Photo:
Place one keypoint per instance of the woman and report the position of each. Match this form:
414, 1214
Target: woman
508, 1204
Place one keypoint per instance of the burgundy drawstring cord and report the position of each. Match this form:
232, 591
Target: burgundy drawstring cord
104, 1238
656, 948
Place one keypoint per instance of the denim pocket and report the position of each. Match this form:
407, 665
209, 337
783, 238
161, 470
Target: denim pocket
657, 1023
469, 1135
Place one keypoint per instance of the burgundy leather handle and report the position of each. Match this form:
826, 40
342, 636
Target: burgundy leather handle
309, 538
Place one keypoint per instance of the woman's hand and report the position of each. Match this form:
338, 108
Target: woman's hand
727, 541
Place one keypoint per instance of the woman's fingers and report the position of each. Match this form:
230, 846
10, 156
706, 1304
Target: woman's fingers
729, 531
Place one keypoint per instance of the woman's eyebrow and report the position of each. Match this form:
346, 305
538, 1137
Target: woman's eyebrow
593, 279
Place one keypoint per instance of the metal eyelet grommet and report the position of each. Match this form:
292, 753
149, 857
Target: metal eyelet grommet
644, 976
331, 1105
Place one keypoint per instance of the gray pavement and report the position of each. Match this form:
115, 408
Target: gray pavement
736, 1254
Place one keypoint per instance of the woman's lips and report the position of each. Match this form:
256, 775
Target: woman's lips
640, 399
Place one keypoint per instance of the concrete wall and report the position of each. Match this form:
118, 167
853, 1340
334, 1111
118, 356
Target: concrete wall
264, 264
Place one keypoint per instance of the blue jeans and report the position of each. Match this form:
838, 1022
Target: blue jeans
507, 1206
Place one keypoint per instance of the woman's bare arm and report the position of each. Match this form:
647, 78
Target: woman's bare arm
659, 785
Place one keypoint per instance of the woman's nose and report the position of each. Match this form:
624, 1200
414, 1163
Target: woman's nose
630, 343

★ ★ ★ ★ ★

(Description of the task): The required output is the span of lines from the one containing "Place one keypoint per instance of the metal" to the last line, reproduced character for character.

(Solution below):
Place one keypoint per instance of the metal eyelet grommet and report the position of each. Match this form:
292, 753
149, 857
Target: metal eyelet grommet
644, 976
331, 1105
Place one keypoint per instance of the gray pavement and report the position of each. Match this form:
115, 408
Target: gray pavement
736, 1254
Place one keypoint per instance of the woman's lips and report the position of each. Match this form:
256, 775
Target: woman's lips
640, 399
Place one keypoint per instance of the concrete wall and report the position of each. Match this form:
118, 167
853, 1340
334, 1111
118, 356
Target: concrete wall
264, 264
Place one keypoint per instance of the blue jeans and report the position of each. Match this form:
838, 1022
Target: blue jeans
507, 1206
Place one keypoint per instance of the woman's bare arm and report the position of each. Match this form:
647, 78
Target: woman's bare arm
659, 785
Place one keypoint per instance of the woman's nose and report the position of each. Match this form:
624, 1200
414, 1163
Target: woman's nose
630, 343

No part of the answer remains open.